### Description of the task
Go through the data below and transcribe it exactly. Omit the images.

### Record excerpts
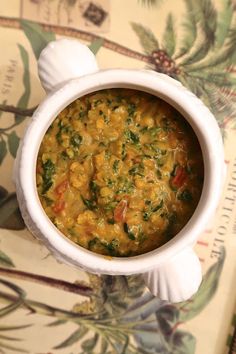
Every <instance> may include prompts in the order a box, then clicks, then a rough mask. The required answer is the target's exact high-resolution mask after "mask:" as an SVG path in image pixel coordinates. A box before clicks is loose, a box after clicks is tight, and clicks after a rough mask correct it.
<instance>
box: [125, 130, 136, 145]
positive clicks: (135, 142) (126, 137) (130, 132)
mask: <svg viewBox="0 0 236 354" xmlns="http://www.w3.org/2000/svg"><path fill="white" fill-rule="evenodd" d="M125 136H126V138H127V141H128V142H131V143H132V144H135V145H137V144H139V136H138V135H137V134H135V133H134V132H132V130H126V132H125Z"/></svg>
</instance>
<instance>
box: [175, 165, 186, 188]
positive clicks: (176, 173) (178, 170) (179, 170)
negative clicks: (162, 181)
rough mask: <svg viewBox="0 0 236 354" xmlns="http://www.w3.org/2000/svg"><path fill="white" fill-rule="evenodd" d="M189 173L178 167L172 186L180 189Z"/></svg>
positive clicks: (176, 170) (179, 167)
mask: <svg viewBox="0 0 236 354" xmlns="http://www.w3.org/2000/svg"><path fill="white" fill-rule="evenodd" d="M187 177H188V176H187V173H186V171H185V170H184V168H183V167H181V166H178V167H177V169H176V174H175V176H174V177H173V178H172V180H171V185H172V186H173V187H175V188H180V187H182V185H183V184H184V182H185V181H186V179H187Z"/></svg>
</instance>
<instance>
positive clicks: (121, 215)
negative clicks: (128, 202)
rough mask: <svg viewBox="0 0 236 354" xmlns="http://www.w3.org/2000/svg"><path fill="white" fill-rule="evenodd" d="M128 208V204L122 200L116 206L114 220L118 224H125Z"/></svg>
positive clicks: (123, 199)
mask: <svg viewBox="0 0 236 354" xmlns="http://www.w3.org/2000/svg"><path fill="white" fill-rule="evenodd" d="M127 208H128V202H127V200H125V199H122V200H121V201H120V202H119V203H118V204H117V206H116V208H115V210H114V220H115V221H116V222H124V221H125V217H126V212H127Z"/></svg>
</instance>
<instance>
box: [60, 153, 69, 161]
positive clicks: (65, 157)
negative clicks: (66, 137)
mask: <svg viewBox="0 0 236 354" xmlns="http://www.w3.org/2000/svg"><path fill="white" fill-rule="evenodd" d="M61 157H62V159H63V160H67V159H68V155H67V153H66V151H62V152H61Z"/></svg>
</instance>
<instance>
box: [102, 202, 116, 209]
mask: <svg viewBox="0 0 236 354" xmlns="http://www.w3.org/2000/svg"><path fill="white" fill-rule="evenodd" d="M117 204H118V202H111V203H108V204H106V205H105V206H104V207H103V208H104V210H105V211H113V210H114V209H115V207H116V206H117Z"/></svg>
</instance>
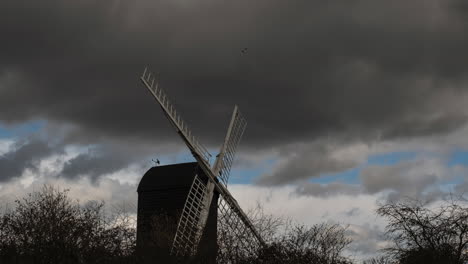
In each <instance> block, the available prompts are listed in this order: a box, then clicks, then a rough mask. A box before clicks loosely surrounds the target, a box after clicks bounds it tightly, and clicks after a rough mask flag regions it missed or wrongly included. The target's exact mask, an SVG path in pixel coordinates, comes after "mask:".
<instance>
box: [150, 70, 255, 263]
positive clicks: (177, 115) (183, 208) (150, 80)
mask: <svg viewBox="0 0 468 264" xmlns="http://www.w3.org/2000/svg"><path fill="white" fill-rule="evenodd" d="M141 80H142V82H143V83H144V84H145V86H146V88H148V90H149V91H150V92H151V93H152V94H153V96H154V97H155V99H156V100H157V101H158V103H159V104H160V106H161V108H162V109H163V111H164V113H165V114H166V116H167V117H168V119H169V120H170V122H171V123H172V124H173V125H174V127H175V128H176V130H177V132H178V133H179V135H180V136H181V137H182V139H183V140H184V142H185V143H186V145H187V147H188V148H189V149H190V151H191V152H192V154H193V156H194V158H195V159H196V160H197V162H198V164H199V166H200V168H201V169H202V170H203V172H204V174H205V175H206V176H208V182H207V184H205V183H203V182H202V181H201V180H200V178H199V177H198V176H195V178H194V181H193V183H192V187H191V189H190V191H189V194H188V196H187V200H186V202H185V205H184V208H183V210H182V214H181V217H180V219H179V223H178V226H177V231H176V234H175V237H174V242H173V247H172V254H175V255H192V254H195V253H196V251H197V247H198V243H199V241H200V238H201V235H202V233H203V229H204V227H205V225H206V220H207V218H208V213H209V208H210V204H211V201H212V198H213V194H214V190H216V191H217V192H218V193H219V194H220V195H221V198H222V199H220V206H222V208H223V209H221V207H219V208H220V212H221V214H222V215H223V217H224V218H226V217H228V218H229V219H232V221H235V223H237V224H236V226H237V225H239V226H242V231H245V233H248V234H251V237H252V238H253V239H254V240H255V241H256V243H257V244H258V245H263V244H264V242H263V240H262V238H261V237H260V235H259V234H258V232H257V231H256V230H255V228H254V226H253V225H252V223H251V222H250V220H249V219H248V217H247V215H246V214H245V213H244V212H243V211H242V209H241V208H240V206H239V205H238V204H237V201H236V200H235V199H234V198H233V196H232V195H231V194H230V193H229V191H228V190H227V189H226V187H225V185H223V184H221V183H219V181H218V180H217V178H216V177H217V176H218V175H220V173H221V175H220V178H221V180H222V181H223V183H224V184H226V183H227V179H228V174H229V170H230V167H231V165H232V161H233V158H234V152H235V149H236V146H237V143H238V142H239V140H240V137H241V136H242V133H243V131H244V129H245V125H246V122H245V119H243V118H242V116H241V115H240V112H238V109H237V107H235V109H234V113H233V118H232V120H231V123H230V126H229V129H228V134H227V136H226V139H225V142H224V144H223V147H222V148H221V152H220V155H218V157H217V159H216V161H215V163H214V166H213V168H210V165H209V158H210V154H209V153H208V151H207V150H206V148H204V147H203V146H202V145H201V144H200V143H199V141H198V140H197V139H196V138H195V137H194V136H193V135H192V133H191V132H190V130H189V129H188V127H187V125H186V123H185V122H183V120H182V118H181V117H180V115H179V114H178V113H177V111H176V110H175V108H174V107H173V105H172V104H171V103H170V101H169V99H168V97H167V95H166V93H165V92H164V91H163V90H162V89H161V88H160V87H159V86H158V83H157V81H156V77H155V76H154V75H153V74H151V73H150V72H149V71H148V70H147V69H146V68H145V71H144V73H143V75H142V76H141ZM223 173H225V176H223V175H222V174H223ZM252 246H253V245H252Z"/></svg>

### Answer section
Every <instance> may include prompts in the order a box, then clicks, then a rough mask. The required answer is the target's exact high-resolution mask after "mask:" as an SVG path in image pixel coordinates. A box before clicks is loose, a box after clicks is tight, and clicks after a rough mask correct it.
<instance>
box: [125, 130, 136, 145]
positive clicks: (135, 142) (126, 137) (130, 132)
mask: <svg viewBox="0 0 236 354" xmlns="http://www.w3.org/2000/svg"><path fill="white" fill-rule="evenodd" d="M125 136H126V138H127V141H128V142H131V143H132V144H135V145H137V144H139V136H138V135H137V134H135V133H134V132H132V130H126V132H125Z"/></svg>
</instance>
<instance>
box: [175, 165, 186, 188]
positive clicks: (176, 173) (178, 170) (179, 170)
negative clicks: (162, 181)
rough mask: <svg viewBox="0 0 236 354" xmlns="http://www.w3.org/2000/svg"><path fill="white" fill-rule="evenodd" d="M189 173L178 167L172 186L180 189Z"/></svg>
positive clicks: (176, 170) (179, 167)
mask: <svg viewBox="0 0 236 354" xmlns="http://www.w3.org/2000/svg"><path fill="white" fill-rule="evenodd" d="M187 177H188V176H187V173H186V171H185V170H184V168H183V167H181V166H178V167H177V169H176V174H175V176H174V177H173V178H172V180H171V185H172V186H173V187H175V188H180V187H182V185H183V184H184V182H185V181H186V179H187Z"/></svg>
</instance>
<instance>
positive clicks: (121, 215)
negative clicks: (128, 202)
rough mask: <svg viewBox="0 0 236 354" xmlns="http://www.w3.org/2000/svg"><path fill="white" fill-rule="evenodd" d="M128 208V204L122 200L116 206L114 220L118 224H125Z"/></svg>
positive clicks: (123, 199)
mask: <svg viewBox="0 0 236 354" xmlns="http://www.w3.org/2000/svg"><path fill="white" fill-rule="evenodd" d="M127 208H128V202H127V200H125V199H122V200H121V201H120V202H119V203H118V204H117V206H116V208H115V210H114V220H115V221H116V222H124V221H125V217H126V212H127Z"/></svg>
</instance>
<instance>
box: [60, 153, 69, 161]
positive clicks: (65, 157)
negative clicks: (66, 137)
mask: <svg viewBox="0 0 236 354" xmlns="http://www.w3.org/2000/svg"><path fill="white" fill-rule="evenodd" d="M61 157H62V159H63V160H67V159H68V155H67V153H66V151H62V152H61Z"/></svg>
</instance>
<instance>
box: [102, 202, 116, 209]
mask: <svg viewBox="0 0 236 354" xmlns="http://www.w3.org/2000/svg"><path fill="white" fill-rule="evenodd" d="M117 204H118V202H111V203H108V204H106V205H105V206H104V207H103V208H104V210H105V211H113V210H114V209H115V207H116V206H117Z"/></svg>
</instance>
In each <instance> block, the available prompts are listed in this order: a box, then clicks, then a rough mask. A box before clicks loosely surrounds the target, a box after clicks bounds it tightly, and clicks after a rough mask flag regions it missed or wrongly included. The target's exact mask, an SVG path in pixel coordinates, comes after "mask:".
<instance>
box: [150, 70, 255, 263]
positive clicks: (177, 115) (183, 208) (150, 80)
mask: <svg viewBox="0 0 468 264" xmlns="http://www.w3.org/2000/svg"><path fill="white" fill-rule="evenodd" d="M141 80H142V82H143V83H144V84H145V86H146V88H148V90H149V91H150V92H151V93H152V94H153V96H154V97H155V99H156V100H157V101H158V103H159V104H160V106H161V108H162V109H163V111H164V113H165V114H166V116H167V117H168V119H169V120H170V122H171V123H172V124H173V125H174V127H175V128H176V130H177V132H178V133H179V135H180V136H181V137H182V139H183V140H184V142H185V143H186V145H187V147H188V148H189V149H190V151H191V152H192V154H193V156H194V158H195V159H196V160H197V162H198V164H199V166H200V168H201V169H202V170H203V172H204V174H205V175H206V176H208V182H207V184H205V183H203V182H202V181H201V180H200V178H199V177H198V176H195V178H194V181H193V183H192V187H191V189H190V191H189V194H188V196H187V200H186V202H185V205H184V208H183V210H182V214H181V217H180V219H179V223H178V226H177V231H176V234H175V237H174V242H173V247H172V254H175V255H192V254H195V253H196V251H197V247H198V243H199V241H200V238H201V235H202V233H203V229H204V227H205V225H206V220H207V218H208V213H209V208H210V204H211V201H212V198H213V194H214V190H216V191H217V192H218V193H219V194H220V195H221V198H222V199H220V206H222V208H223V209H221V207H219V208H220V212H221V214H222V215H223V217H224V218H226V217H228V218H229V219H232V221H235V223H237V224H236V226H237V225H239V226H242V231H245V233H248V234H251V237H252V238H253V239H254V240H255V241H256V243H257V244H258V245H263V244H264V242H263V240H262V238H261V237H260V235H259V234H258V232H257V231H256V230H255V228H254V226H253V225H252V223H251V222H250V220H249V219H248V217H247V215H246V214H245V213H244V212H243V211H242V209H241V208H240V206H239V205H238V204H237V201H236V200H235V199H234V198H233V196H232V195H231V194H230V193H229V191H228V190H227V189H226V187H225V185H223V184H221V183H219V181H218V180H217V178H216V177H217V176H218V175H220V173H221V175H220V178H221V180H222V181H223V183H224V184H226V183H227V179H228V174H229V170H230V167H231V165H232V161H233V158H234V152H235V149H236V146H237V143H238V142H239V140H240V137H241V136H242V133H243V131H244V129H245V125H246V122H245V119H243V118H242V116H241V115H240V112H238V109H237V107H235V109H234V113H233V118H232V120H231V123H230V126H229V129H228V134H227V136H226V139H225V142H224V144H223V147H222V148H221V152H220V155H218V157H217V159H216V161H215V163H214V166H213V168H210V165H209V158H210V154H209V153H208V151H207V150H206V148H204V147H203V146H202V145H201V144H200V143H199V141H198V140H197V139H196V138H195V137H194V136H193V135H192V133H191V132H190V130H189V129H188V127H187V125H186V123H185V122H183V120H182V118H181V117H180V115H179V114H178V113H177V111H176V110H175V108H174V107H173V105H172V104H171V103H170V101H169V99H168V97H167V95H166V93H165V92H164V91H163V90H162V89H161V88H160V87H159V86H158V83H157V81H156V77H155V76H154V75H153V74H151V73H150V72H149V71H148V70H147V69H146V68H145V71H144V73H143V75H142V76H141ZM223 173H225V176H223V175H222V174H223ZM252 246H253V245H252Z"/></svg>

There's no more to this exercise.